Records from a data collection

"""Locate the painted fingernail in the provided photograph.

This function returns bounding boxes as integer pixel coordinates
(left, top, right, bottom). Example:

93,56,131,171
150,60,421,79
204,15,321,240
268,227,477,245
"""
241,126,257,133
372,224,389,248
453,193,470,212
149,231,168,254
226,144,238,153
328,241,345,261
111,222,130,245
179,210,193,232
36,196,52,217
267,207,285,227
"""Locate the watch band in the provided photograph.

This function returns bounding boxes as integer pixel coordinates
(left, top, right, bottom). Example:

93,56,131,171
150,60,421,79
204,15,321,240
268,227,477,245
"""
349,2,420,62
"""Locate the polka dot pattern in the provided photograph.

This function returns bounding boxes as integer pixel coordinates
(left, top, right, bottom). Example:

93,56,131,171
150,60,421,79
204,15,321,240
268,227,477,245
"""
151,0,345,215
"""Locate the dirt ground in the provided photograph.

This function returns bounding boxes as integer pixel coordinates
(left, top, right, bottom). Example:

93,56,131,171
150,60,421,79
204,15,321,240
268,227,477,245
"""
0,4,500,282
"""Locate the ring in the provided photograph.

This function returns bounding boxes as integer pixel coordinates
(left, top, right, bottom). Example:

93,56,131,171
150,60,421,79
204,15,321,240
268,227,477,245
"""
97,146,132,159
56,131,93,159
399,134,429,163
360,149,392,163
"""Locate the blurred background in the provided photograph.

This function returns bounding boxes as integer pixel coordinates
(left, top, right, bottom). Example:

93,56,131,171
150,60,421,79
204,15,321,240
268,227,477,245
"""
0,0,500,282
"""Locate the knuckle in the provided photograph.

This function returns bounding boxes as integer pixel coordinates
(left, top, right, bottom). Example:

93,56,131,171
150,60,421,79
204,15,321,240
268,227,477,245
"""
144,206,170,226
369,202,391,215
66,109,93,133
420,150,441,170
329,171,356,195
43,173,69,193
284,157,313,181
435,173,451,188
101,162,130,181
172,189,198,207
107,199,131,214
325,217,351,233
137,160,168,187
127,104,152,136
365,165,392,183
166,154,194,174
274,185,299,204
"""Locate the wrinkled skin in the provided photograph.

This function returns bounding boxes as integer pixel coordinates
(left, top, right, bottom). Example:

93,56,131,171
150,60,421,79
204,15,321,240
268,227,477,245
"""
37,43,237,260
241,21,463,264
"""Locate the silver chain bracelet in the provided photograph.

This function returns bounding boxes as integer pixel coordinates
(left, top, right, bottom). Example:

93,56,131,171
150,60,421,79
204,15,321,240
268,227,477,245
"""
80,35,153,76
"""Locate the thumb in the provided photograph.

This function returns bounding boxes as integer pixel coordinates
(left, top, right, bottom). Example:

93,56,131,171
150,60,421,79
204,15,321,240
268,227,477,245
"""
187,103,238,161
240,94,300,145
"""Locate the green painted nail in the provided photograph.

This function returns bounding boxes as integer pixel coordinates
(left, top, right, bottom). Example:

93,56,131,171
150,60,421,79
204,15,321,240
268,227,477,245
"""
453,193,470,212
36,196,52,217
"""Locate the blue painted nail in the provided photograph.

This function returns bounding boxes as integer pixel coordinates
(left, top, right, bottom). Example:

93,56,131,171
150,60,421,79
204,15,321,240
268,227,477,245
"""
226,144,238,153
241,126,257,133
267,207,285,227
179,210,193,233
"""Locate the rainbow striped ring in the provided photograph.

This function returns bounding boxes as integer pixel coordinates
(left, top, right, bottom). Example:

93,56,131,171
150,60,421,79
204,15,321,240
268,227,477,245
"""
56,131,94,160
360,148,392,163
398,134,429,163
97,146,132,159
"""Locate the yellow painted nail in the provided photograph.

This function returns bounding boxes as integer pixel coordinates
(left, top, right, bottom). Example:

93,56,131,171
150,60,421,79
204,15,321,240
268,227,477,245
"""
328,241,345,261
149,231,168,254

■ **Exercise instructions**: Please pull out every line above that contains the word "painted". Case counts.

■ **Answer to the task**:
"""Locate the painted fingernail in the provided photograph.
"""Locate the green painted nail in the provided photograph.
"""Locate the blue painted nail in the provided photograph.
"""Locate the yellow painted nail in the provided photograph.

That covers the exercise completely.